▶ [SHORT TASK] Pull out each line in the items below that contains the word "boundary". Case matters.

(Outline annotation records)

START

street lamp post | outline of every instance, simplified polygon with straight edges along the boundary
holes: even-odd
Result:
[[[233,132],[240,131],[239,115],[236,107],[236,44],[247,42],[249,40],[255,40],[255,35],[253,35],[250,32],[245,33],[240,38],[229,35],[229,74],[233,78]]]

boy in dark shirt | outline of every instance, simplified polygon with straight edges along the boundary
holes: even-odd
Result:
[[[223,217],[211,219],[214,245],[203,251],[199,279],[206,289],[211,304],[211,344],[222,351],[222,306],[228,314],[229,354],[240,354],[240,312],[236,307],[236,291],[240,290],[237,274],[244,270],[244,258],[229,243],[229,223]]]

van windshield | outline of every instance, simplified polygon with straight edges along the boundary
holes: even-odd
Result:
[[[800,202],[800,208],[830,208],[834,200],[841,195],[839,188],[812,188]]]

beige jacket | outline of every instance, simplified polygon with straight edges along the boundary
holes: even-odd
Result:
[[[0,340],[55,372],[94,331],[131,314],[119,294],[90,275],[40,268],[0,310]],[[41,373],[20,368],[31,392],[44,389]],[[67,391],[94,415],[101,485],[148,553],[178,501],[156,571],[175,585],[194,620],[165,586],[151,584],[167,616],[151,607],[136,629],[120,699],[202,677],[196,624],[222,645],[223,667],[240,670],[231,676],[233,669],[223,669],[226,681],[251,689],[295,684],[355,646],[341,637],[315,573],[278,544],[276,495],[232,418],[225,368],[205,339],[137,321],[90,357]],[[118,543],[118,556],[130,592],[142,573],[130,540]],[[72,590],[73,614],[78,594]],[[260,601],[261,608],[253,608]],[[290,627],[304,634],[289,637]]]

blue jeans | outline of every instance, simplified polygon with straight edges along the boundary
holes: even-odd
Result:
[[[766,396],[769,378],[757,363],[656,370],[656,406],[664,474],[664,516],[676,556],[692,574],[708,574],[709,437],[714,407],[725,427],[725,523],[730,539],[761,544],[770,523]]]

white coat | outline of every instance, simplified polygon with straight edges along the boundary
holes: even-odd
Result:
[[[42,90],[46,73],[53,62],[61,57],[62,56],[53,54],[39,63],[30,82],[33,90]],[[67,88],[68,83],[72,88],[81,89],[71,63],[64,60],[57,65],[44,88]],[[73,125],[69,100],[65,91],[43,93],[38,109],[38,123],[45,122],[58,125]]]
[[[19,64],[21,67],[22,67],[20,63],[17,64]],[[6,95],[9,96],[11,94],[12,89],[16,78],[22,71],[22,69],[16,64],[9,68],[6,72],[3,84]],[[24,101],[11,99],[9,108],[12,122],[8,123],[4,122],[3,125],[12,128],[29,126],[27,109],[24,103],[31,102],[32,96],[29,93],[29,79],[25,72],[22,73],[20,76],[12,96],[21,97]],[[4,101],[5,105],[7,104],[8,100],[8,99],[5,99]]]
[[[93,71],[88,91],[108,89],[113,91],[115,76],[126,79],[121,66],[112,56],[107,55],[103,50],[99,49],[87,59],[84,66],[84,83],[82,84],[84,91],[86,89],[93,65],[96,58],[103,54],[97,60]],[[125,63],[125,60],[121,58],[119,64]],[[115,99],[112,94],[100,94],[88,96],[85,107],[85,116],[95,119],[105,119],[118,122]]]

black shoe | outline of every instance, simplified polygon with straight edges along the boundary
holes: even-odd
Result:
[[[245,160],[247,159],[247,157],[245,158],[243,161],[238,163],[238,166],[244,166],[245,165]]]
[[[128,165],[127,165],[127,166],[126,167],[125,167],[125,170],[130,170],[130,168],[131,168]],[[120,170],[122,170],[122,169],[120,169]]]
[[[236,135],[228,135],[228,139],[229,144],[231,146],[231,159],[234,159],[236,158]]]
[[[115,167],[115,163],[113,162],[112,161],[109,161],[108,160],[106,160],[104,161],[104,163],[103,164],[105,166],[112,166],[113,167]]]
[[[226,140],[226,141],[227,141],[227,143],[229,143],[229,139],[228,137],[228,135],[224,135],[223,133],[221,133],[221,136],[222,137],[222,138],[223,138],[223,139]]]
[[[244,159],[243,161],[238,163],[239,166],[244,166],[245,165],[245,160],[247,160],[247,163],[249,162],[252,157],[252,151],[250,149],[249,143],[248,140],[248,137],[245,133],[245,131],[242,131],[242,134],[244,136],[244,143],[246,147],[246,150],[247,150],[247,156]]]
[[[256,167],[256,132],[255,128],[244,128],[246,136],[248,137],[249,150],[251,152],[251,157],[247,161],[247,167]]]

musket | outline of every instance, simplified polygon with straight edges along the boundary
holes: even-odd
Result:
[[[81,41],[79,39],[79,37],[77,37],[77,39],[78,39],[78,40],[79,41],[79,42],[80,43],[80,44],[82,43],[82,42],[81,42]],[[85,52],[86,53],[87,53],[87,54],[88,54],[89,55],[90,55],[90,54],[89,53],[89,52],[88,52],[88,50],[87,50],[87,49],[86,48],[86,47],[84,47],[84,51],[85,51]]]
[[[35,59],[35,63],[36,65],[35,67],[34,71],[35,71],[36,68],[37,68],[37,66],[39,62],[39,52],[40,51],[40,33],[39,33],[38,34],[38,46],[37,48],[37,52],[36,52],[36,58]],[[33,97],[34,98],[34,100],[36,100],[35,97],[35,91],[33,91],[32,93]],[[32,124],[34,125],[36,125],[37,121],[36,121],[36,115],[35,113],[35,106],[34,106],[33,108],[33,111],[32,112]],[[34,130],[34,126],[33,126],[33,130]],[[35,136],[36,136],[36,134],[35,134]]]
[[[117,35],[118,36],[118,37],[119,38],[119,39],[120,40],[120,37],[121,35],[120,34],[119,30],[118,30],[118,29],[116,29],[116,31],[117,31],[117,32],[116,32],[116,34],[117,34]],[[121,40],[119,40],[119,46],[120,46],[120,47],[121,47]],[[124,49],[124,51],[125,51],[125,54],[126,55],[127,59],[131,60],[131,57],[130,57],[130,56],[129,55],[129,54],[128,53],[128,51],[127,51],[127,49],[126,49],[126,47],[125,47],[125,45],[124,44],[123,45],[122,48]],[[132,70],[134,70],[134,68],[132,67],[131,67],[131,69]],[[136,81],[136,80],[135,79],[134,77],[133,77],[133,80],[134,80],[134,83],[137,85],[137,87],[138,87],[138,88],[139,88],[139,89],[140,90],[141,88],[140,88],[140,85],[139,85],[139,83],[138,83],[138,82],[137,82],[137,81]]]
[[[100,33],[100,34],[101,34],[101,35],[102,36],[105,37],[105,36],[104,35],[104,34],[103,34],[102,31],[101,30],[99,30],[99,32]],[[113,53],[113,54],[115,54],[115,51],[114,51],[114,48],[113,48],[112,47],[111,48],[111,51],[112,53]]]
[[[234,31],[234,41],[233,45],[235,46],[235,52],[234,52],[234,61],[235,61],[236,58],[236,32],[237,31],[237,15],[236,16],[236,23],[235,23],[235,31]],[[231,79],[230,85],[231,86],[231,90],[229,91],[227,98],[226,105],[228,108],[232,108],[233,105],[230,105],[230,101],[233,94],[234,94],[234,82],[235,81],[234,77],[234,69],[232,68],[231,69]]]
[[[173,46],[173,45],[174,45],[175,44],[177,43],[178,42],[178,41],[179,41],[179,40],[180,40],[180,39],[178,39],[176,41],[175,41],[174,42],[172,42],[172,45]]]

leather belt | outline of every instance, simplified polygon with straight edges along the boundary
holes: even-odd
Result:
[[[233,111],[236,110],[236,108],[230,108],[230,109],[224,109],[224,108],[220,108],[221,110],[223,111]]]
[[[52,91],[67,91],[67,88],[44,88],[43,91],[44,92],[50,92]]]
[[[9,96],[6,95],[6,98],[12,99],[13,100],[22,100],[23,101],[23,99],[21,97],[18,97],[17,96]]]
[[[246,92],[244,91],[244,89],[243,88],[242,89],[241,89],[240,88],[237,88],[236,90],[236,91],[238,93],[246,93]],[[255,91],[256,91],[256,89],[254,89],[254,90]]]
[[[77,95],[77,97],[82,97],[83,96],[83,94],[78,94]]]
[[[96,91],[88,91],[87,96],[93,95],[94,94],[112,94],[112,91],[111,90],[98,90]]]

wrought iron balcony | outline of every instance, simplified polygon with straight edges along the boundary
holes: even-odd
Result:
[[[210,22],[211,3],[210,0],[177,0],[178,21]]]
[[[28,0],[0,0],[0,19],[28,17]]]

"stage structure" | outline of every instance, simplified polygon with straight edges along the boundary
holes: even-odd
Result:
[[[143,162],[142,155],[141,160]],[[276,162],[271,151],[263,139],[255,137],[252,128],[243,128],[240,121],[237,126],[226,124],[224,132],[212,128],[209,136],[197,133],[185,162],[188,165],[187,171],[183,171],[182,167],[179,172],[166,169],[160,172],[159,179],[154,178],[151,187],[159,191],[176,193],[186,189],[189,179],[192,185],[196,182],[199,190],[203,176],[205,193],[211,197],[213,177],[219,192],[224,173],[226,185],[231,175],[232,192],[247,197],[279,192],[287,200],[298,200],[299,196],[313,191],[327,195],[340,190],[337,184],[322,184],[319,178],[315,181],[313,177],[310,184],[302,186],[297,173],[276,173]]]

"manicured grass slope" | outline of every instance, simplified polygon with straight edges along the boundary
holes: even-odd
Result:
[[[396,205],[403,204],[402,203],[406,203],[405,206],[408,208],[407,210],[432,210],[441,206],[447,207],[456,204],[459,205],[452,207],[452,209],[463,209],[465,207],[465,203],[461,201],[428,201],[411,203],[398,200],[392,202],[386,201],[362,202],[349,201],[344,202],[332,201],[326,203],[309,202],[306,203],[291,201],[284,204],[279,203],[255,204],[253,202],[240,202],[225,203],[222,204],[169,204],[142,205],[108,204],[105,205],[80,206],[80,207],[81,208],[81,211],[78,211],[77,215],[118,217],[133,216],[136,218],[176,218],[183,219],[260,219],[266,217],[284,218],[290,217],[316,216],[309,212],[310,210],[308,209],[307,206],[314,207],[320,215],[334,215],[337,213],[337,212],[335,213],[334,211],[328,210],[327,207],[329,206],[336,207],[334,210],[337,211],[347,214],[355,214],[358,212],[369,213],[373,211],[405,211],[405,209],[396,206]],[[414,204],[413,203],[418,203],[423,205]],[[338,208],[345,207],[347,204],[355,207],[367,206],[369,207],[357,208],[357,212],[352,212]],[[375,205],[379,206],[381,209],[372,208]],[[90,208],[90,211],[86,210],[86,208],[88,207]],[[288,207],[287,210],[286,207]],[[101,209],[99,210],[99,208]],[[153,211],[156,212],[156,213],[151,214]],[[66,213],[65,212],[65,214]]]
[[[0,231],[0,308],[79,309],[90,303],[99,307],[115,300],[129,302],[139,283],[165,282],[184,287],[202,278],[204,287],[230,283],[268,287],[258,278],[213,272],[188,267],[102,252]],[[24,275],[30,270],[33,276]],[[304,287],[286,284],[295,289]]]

END

▶ [FULL ANSWER]
street lamp post | outline of every instance, simplified polygon with straight edges along the boundary
boy in dark shirt | outline of every instance, simplified polygon with straight edges along the boundary
van windshield | outline of every instance, simplified polygon with straight edges along the boundary
beige jacket | outline of every instance, simplified polygon with straight edges along the boundary
blue jeans | outline of every instance, simplified polygon with straight edges along the boundary
white coat | outline of every instance, simplified polygon with straight edges along the boundary
black shoe | outline of every instance, simplified polygon with straight edges along the boundary
musket | outline of every instance, simplified polygon with straight edges along the boundary
leather belt | outline of every instance, simplified polygon with straight edges along the boundary
wrought iron balcony | outline of every instance, simplified polygon with straight edges along the boundary
"stage structure" | outline of every instance, simplified polygon with straight edges along the boundary
"manicured grass slope" | outline of every instance, simplified polygon with straight edges along the boundary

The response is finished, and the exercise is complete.